### Passage given
View of /trunk/gadget/areatime.h

#ifndef areatime_h
#define areatime_h

#include "doublematrix.h"
#include "formulavector.h"
#include "commentstream.h"
#include "keeper.h"

class AreaClass;
class TimeClass;

/**
 * \class AreaClass
 * \brief This is the class used to store information about the areas used for the current model
 *
 * This class keeps an index of the areas in the model.  The areas are read in with a numerical identifier, which is stored along with an internal identifier for the areas, which is a simple index starting from 0.
 */
class AreaClass {
public:
  /**
   * \brief This is the AreaClass constructor
   * \param infile is the CommentStream to read the area data from
   * \param keeper is the Keeper for the current model
   * \param TimeInfo is the TimeClass for the current model
   */
  AreaClass(CommentStream& infile, Keeper* const keeper, const TimeClass* const TimeInfo);
  /**
   * \brief This is the default AreaClass destructor
   */
  ~AreaClass() {};
  /**
   * \brief This will return the number of areas for the current model
   * \return number
   */
  int numAreas() const { return modelAreas.Size(); };
  /**
   * \brief This will return the size of an area
   * \param area is the identifier for the required area
   * \return size
   */
  double getSize(int area) const { return size[area]; };
  /**
   * \brief This will return the temperature of an area on a timestep
   * \param area is the identifier for the required area
   * \param time is the identifier for the required timestep
   * \return temperature
   */
  double getTemperature(int area, int time) const { return temperature[time][area]; };
  /**
   * \brief This will return the internal identifier of an area
   * \param area is the identifier for the required area
   * \return innerarea
   */
  int getInnerArea(int area) const;
  /**
   * \brief This will return the external identifier of an area
   * \param area is the identifier for the required area
   * \return outerarea
   */
  int getModelArea(int area) const { return modelAreas[area]; };
  /**
   * \brief This will return the the IntVector of all the areas in the current model
   * \return modelAreas
   */
  const IntVector& getAllModelAreas() const { return modelAreas; };
protected:
  /**
   * \brief This is the IntVector of the areas in the current model
   */
  IntVector modelAreas;
  /**
   * \brief This is the FormulaVector of the size of the areas in the current model
   */
  FormulaVector size;
  /**
   * \brief This is the DoubleMatrix of the temperature, for each timestep, of the areas in the current model
   */
  DoubleMatrix temperature;
};

/**
 * \class TimeClass
 * \brief This is the class used to store information about the timesteps used for the current model
 *
 * This class keeps an index of the timesteps in the model.  A step is a subdivision of a year, and is usually defined in terms of months, and is the same in each year of the model.  A check is made to ensure that the total length of all the steps adds up to 12.

Entries from a dataset:
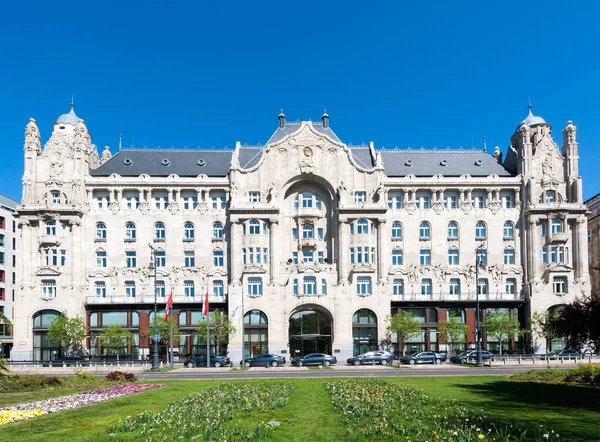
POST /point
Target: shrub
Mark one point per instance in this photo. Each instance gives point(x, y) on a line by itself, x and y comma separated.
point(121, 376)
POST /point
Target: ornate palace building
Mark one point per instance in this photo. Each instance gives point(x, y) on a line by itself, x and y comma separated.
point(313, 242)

---

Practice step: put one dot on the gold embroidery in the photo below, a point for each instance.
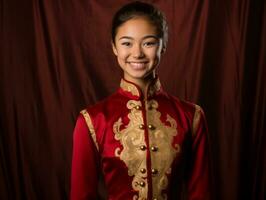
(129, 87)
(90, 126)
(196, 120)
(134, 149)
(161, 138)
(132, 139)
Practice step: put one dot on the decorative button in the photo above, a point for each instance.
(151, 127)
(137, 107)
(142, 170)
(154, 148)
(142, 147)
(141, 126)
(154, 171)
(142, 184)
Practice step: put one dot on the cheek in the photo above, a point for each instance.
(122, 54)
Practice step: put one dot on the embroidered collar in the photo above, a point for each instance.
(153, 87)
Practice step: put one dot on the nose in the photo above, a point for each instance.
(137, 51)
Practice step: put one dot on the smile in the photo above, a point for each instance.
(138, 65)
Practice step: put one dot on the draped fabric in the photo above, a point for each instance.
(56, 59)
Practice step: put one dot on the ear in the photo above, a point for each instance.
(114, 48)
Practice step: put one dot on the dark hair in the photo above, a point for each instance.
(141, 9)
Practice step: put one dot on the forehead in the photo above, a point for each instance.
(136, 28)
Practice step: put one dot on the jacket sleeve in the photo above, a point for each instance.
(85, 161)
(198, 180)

### Set exercise A
In the header file, restate the paragraph beginning "This class keeps an index of the areas in the model" as a brief list that retains its main facts.
### Set exercise B
Transcribe the header file between "class AreaClass;" and "starting from 0.", inclusive.
Rely solely on the header file, not on the lines.

### Complete response A
- The class keeps an index of the areas in the model.
- Areas are read in with a numerical identifier.
- Each numerical identifier is stored along with an internal identifier for the area.
- The internal identifier is a simple index starting from 0.

### Complete response B
class AreaClass;
class TimeClass;

/**
 * \class AreaClass
 * \brief This is the class used to store information about the areas used for the current model
 *
 * This class keeps an index of the areas in the model.  The areas are read in with a numerical identifier, which is stored along with an internal identifier for the areas, which is a simple index starting from 0.